PROBLEM TO SOLVE - Recast the lines below as a numbered list, leaving out any blank lines. Begin at the line that contains "point_to reports the position of each instance of the roman" and stop after the line that contains "column 210, row 159".

** BEGIN GIVEN DATA **

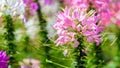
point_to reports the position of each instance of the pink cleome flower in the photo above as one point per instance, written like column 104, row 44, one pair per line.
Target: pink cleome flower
column 74, row 22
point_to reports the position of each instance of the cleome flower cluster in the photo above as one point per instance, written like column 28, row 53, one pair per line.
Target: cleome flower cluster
column 75, row 22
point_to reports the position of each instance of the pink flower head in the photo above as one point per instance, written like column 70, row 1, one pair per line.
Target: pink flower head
column 34, row 6
column 48, row 2
column 76, row 22
column 30, row 63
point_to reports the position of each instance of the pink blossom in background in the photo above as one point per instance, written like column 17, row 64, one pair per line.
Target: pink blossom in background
column 34, row 6
column 48, row 2
column 74, row 21
column 30, row 63
column 31, row 4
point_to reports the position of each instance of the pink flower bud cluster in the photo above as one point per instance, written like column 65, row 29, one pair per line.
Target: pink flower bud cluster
column 74, row 22
column 3, row 59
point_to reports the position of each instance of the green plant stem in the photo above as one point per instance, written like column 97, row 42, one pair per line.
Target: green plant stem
column 9, row 38
column 43, row 36
column 80, row 55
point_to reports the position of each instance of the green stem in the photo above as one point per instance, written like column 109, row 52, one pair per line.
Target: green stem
column 80, row 55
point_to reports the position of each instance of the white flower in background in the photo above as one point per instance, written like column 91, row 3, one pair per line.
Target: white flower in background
column 12, row 7
column 32, row 27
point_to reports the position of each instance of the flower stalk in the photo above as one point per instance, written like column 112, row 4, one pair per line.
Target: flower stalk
column 9, row 38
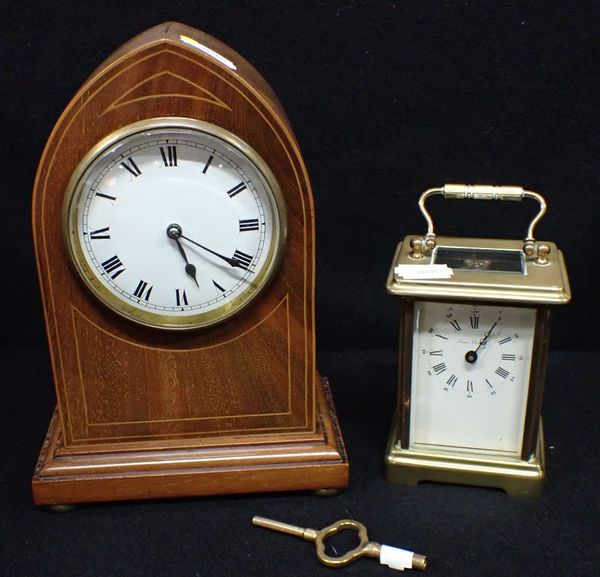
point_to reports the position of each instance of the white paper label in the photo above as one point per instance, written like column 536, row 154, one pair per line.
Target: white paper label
column 395, row 558
column 422, row 271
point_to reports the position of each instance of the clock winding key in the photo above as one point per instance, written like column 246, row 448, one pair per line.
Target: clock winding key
column 393, row 557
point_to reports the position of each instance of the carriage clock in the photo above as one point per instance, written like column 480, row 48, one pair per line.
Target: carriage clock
column 474, row 331
column 174, row 236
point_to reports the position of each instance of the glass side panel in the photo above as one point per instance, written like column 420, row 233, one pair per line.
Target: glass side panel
column 480, row 259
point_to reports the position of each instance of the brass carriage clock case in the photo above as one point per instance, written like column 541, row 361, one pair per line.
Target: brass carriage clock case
column 474, row 335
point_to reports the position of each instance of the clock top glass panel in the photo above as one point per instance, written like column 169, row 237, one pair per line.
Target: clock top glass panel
column 175, row 224
column 470, row 380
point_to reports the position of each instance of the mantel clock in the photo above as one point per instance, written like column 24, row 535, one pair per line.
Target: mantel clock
column 475, row 327
column 174, row 237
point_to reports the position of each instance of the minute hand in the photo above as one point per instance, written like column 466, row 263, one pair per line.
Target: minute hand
column 471, row 356
column 230, row 261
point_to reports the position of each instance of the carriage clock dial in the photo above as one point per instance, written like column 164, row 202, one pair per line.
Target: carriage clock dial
column 175, row 223
column 471, row 365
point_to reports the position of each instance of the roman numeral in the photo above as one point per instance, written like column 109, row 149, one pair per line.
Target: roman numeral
column 439, row 368
column 248, row 224
column 242, row 258
column 236, row 189
column 169, row 155
column 106, row 196
column 113, row 265
column 100, row 234
column 180, row 297
column 502, row 372
column 142, row 290
column 210, row 159
column 131, row 166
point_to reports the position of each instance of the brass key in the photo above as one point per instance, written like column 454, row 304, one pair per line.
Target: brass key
column 391, row 556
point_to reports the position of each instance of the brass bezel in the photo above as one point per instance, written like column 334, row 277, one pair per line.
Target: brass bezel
column 73, row 197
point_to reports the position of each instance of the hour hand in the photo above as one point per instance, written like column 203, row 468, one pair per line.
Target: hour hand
column 174, row 232
column 233, row 262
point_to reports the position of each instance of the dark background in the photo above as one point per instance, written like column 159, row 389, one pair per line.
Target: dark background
column 386, row 99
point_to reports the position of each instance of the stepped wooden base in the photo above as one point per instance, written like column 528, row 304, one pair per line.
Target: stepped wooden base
column 289, row 462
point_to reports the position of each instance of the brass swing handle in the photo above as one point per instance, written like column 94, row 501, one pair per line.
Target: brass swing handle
column 482, row 192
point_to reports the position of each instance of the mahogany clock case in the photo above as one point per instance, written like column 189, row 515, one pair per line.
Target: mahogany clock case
column 143, row 412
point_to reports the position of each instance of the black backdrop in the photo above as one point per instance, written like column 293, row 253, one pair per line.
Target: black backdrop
column 386, row 99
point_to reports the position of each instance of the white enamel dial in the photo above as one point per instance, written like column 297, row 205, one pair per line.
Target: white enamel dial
column 175, row 223
column 470, row 379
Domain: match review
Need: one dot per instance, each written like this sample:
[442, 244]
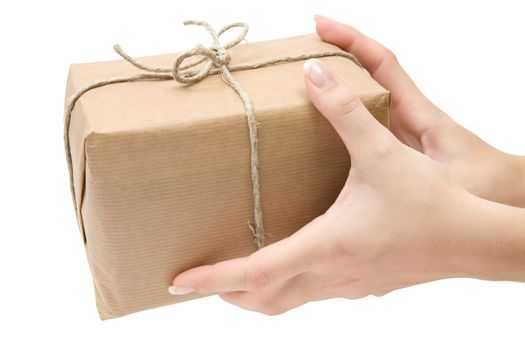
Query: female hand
[399, 220]
[417, 122]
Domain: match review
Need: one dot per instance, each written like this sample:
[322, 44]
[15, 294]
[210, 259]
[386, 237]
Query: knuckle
[384, 147]
[272, 310]
[347, 105]
[390, 56]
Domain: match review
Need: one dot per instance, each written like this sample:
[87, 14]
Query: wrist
[492, 244]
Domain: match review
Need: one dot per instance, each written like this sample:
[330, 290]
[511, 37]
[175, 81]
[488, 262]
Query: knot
[212, 59]
[221, 56]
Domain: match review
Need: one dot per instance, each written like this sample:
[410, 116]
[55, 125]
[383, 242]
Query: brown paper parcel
[162, 173]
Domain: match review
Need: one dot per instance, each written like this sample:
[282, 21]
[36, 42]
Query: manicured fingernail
[180, 290]
[317, 72]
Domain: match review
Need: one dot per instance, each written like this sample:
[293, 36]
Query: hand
[399, 220]
[417, 122]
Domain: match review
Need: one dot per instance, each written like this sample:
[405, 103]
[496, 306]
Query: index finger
[275, 262]
[380, 62]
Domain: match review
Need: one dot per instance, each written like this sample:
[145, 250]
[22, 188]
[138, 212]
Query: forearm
[515, 188]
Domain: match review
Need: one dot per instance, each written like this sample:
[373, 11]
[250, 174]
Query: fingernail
[317, 72]
[180, 290]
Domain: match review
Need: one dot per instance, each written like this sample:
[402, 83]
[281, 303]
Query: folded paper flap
[138, 105]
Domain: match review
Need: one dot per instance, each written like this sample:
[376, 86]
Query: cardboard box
[162, 171]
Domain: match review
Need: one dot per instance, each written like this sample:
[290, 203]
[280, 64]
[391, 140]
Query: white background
[469, 59]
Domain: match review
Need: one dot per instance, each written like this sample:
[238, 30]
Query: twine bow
[214, 59]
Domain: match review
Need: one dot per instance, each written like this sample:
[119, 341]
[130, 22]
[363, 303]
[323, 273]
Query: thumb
[359, 130]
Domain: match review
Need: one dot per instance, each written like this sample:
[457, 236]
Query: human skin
[448, 207]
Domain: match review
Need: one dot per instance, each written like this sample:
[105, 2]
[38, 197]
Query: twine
[215, 59]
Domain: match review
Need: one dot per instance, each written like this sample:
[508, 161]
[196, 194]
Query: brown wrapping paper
[162, 172]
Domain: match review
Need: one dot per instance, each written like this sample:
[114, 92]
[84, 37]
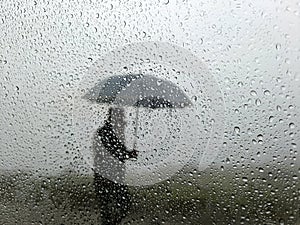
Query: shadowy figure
[113, 196]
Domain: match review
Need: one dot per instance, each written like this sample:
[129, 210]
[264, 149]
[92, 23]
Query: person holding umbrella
[113, 196]
[132, 90]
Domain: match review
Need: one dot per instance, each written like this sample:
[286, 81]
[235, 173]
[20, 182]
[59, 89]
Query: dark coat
[112, 143]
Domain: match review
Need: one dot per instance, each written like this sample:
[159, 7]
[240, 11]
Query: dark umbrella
[138, 90]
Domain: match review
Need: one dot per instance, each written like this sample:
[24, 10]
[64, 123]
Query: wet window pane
[149, 112]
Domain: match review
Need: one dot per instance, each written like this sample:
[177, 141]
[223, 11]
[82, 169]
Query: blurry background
[250, 47]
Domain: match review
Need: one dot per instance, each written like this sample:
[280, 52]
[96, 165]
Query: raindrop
[258, 102]
[292, 125]
[278, 46]
[267, 92]
[236, 130]
[253, 93]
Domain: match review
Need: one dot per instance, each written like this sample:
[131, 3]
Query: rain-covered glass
[150, 112]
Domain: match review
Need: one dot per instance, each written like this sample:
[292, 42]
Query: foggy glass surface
[245, 103]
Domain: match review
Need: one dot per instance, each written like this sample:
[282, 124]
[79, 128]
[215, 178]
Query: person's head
[116, 116]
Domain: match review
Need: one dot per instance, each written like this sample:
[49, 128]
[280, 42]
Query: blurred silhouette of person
[109, 162]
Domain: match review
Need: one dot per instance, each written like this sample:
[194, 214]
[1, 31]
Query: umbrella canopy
[139, 91]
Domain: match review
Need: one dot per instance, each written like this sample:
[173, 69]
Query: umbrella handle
[136, 127]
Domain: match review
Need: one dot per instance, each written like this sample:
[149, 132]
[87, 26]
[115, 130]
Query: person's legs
[114, 200]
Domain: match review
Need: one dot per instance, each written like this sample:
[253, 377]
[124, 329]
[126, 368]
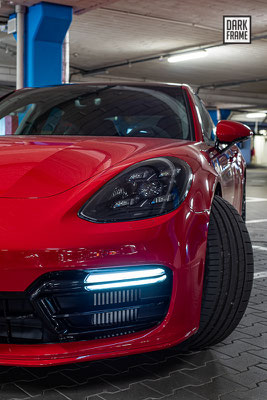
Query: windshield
[85, 110]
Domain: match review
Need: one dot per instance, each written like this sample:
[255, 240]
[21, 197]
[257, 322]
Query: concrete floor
[235, 369]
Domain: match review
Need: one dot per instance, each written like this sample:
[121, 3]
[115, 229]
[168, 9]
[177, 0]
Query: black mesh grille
[58, 308]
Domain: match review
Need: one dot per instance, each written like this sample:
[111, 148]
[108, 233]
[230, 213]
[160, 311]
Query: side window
[205, 120]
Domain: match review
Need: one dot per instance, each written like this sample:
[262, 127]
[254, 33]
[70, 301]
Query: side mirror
[231, 131]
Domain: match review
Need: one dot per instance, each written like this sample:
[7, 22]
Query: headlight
[148, 189]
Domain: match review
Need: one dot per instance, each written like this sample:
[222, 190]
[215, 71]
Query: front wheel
[228, 276]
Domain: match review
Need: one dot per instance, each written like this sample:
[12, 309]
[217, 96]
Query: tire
[244, 206]
[228, 276]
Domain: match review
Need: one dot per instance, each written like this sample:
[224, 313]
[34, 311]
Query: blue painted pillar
[46, 26]
[225, 113]
[215, 116]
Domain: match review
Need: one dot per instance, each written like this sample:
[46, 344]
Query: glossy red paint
[230, 131]
[44, 182]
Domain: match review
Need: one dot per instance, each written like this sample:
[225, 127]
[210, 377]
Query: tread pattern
[228, 275]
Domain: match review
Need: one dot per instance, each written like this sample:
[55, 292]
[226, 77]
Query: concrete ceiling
[126, 31]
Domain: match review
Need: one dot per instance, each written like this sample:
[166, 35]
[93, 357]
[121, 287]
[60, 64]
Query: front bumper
[176, 240]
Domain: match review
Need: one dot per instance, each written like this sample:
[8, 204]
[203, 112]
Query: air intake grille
[58, 308]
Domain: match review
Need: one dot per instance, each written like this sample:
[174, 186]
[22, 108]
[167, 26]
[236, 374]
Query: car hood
[35, 167]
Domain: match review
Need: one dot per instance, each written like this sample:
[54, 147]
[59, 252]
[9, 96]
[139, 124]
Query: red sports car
[120, 223]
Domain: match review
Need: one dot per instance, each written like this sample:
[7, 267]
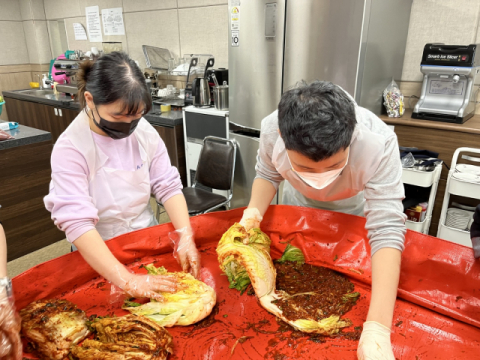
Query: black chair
[215, 170]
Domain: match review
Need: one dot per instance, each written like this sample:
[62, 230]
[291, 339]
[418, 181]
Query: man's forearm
[3, 253]
[262, 195]
[385, 276]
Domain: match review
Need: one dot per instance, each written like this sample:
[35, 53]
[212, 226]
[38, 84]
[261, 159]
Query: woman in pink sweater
[106, 165]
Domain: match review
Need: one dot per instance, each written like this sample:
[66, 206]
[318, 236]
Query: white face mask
[319, 180]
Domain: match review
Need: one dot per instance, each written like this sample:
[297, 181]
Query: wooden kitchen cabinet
[25, 178]
[49, 118]
[28, 113]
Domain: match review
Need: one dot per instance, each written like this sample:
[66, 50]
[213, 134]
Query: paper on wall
[93, 24]
[113, 21]
[79, 32]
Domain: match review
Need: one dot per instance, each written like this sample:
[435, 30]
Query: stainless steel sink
[45, 94]
[39, 92]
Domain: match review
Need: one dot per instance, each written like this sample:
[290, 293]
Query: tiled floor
[50, 252]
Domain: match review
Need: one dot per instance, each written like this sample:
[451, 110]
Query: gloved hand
[185, 251]
[139, 286]
[375, 342]
[251, 218]
[10, 326]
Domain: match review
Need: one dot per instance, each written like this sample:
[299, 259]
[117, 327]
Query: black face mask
[116, 130]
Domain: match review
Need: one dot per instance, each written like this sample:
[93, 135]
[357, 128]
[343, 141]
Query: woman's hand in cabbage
[148, 286]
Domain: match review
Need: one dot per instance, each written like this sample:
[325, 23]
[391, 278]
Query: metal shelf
[459, 188]
[418, 178]
[457, 236]
[423, 179]
[464, 188]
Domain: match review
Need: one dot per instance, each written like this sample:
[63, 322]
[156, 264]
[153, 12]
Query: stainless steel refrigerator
[357, 44]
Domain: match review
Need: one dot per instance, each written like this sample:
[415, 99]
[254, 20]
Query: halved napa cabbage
[248, 254]
[191, 303]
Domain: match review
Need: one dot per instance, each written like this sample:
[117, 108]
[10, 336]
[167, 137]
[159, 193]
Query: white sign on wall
[79, 32]
[113, 21]
[93, 24]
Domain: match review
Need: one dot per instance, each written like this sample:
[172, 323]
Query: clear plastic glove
[148, 286]
[185, 251]
[10, 326]
[375, 342]
[251, 218]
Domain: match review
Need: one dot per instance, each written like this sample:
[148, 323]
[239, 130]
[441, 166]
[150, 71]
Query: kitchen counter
[60, 100]
[471, 126]
[24, 135]
[155, 117]
[443, 138]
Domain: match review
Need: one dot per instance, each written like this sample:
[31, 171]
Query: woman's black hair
[114, 77]
[316, 120]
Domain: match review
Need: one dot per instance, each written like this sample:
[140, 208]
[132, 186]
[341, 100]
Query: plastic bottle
[8, 126]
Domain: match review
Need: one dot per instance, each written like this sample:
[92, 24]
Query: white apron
[122, 197]
[345, 194]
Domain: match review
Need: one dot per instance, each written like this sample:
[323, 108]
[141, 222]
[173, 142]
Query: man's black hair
[316, 120]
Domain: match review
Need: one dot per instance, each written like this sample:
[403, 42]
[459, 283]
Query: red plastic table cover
[437, 314]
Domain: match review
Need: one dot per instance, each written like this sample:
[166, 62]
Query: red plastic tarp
[437, 315]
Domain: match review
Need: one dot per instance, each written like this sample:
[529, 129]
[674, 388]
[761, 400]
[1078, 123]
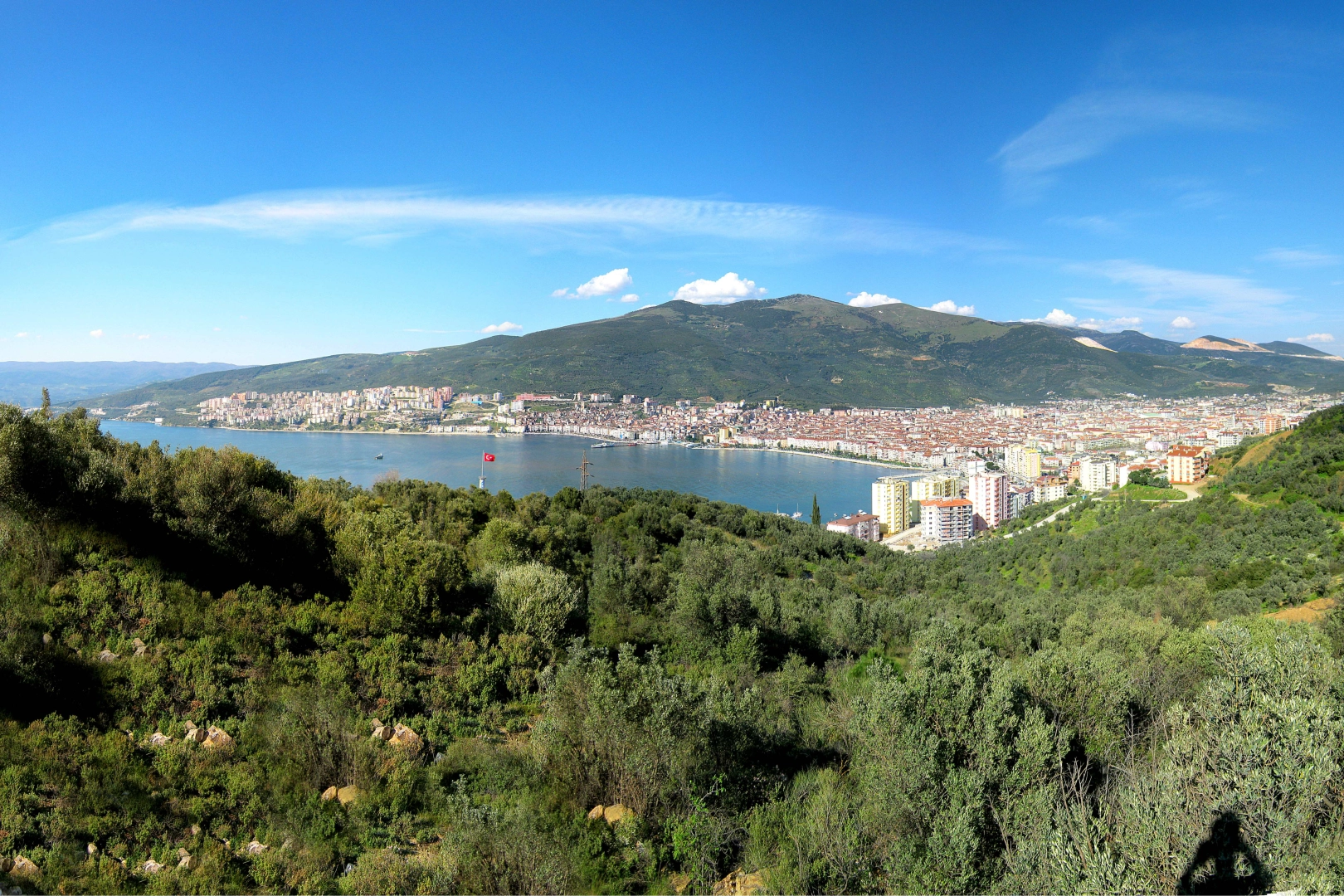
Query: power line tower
[582, 468]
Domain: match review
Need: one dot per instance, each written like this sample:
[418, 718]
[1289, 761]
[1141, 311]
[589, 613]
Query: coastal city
[956, 472]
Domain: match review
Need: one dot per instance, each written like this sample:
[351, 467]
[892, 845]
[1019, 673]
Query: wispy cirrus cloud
[1059, 317]
[947, 306]
[386, 214]
[601, 285]
[726, 290]
[1092, 123]
[1300, 258]
[1163, 285]
[873, 299]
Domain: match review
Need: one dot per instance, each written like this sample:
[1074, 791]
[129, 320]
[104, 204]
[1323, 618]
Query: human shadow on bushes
[1214, 868]
[38, 681]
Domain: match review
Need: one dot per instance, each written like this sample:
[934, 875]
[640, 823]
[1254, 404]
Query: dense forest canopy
[422, 689]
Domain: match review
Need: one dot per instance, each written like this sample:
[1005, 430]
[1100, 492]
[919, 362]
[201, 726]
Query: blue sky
[270, 182]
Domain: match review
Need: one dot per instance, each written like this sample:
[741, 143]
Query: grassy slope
[804, 349]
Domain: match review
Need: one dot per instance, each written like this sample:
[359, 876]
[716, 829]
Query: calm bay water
[760, 480]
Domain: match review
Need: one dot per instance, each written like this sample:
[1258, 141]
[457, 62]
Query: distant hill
[1132, 340]
[22, 382]
[804, 349]
[1293, 348]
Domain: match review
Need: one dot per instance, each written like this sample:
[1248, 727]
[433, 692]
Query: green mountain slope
[800, 348]
[1090, 707]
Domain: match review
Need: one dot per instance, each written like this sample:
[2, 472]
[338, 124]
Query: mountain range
[802, 349]
[22, 382]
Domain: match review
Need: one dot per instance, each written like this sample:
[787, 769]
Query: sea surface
[761, 480]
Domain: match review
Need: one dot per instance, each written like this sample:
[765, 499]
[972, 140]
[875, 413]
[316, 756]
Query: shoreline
[578, 436]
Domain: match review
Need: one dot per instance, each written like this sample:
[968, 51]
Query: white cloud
[605, 284]
[1113, 324]
[1096, 223]
[949, 306]
[1060, 317]
[873, 299]
[1300, 258]
[726, 290]
[1163, 284]
[1057, 316]
[1089, 124]
[353, 214]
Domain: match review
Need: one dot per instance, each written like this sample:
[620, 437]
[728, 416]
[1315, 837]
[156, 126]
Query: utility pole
[582, 468]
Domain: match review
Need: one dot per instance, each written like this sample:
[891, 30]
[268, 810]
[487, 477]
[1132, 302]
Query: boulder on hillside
[741, 884]
[403, 737]
[217, 739]
[619, 813]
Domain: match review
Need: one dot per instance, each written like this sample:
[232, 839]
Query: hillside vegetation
[1098, 705]
[804, 349]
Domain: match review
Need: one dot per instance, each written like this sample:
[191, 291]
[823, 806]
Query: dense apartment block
[891, 503]
[947, 520]
[988, 494]
[1187, 464]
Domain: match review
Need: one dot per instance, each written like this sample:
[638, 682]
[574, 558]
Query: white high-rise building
[988, 494]
[891, 503]
[947, 520]
[928, 488]
[1022, 461]
[1097, 475]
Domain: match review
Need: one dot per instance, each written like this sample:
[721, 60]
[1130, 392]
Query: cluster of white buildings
[983, 494]
[416, 406]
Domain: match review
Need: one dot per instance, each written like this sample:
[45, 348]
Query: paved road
[1049, 519]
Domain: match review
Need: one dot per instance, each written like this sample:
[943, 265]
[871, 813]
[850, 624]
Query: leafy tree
[535, 599]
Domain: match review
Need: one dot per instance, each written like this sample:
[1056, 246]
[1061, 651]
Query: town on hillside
[957, 472]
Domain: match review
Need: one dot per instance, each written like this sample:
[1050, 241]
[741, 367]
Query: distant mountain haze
[804, 349]
[22, 382]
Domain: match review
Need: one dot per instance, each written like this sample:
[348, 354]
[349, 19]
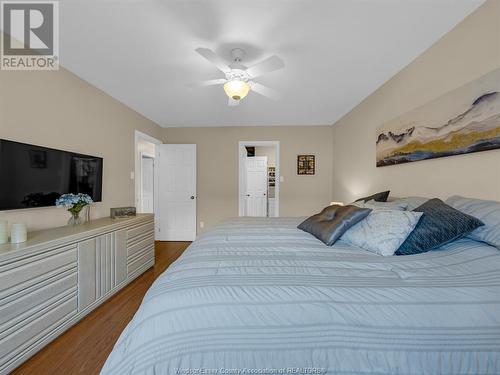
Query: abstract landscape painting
[462, 121]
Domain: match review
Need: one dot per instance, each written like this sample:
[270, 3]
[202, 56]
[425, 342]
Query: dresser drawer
[16, 340]
[17, 308]
[25, 273]
[142, 230]
[135, 249]
[141, 259]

** END GIVEN DATA **

FULL OUTPUT -
1. point_to reports the position of each instance of the roman numeral in the photo above as one point per instance, written like column 109, row 149, one pair per line.
2. Target: roman numeral
3. column 439, row 368
4. column 248, row 224
5. column 242, row 258
6. column 236, row 189
7. column 169, row 155
8. column 106, row 196
9. column 113, row 265
10. column 100, row 234
11. column 180, row 297
12. column 502, row 372
13. column 142, row 290
14. column 210, row 159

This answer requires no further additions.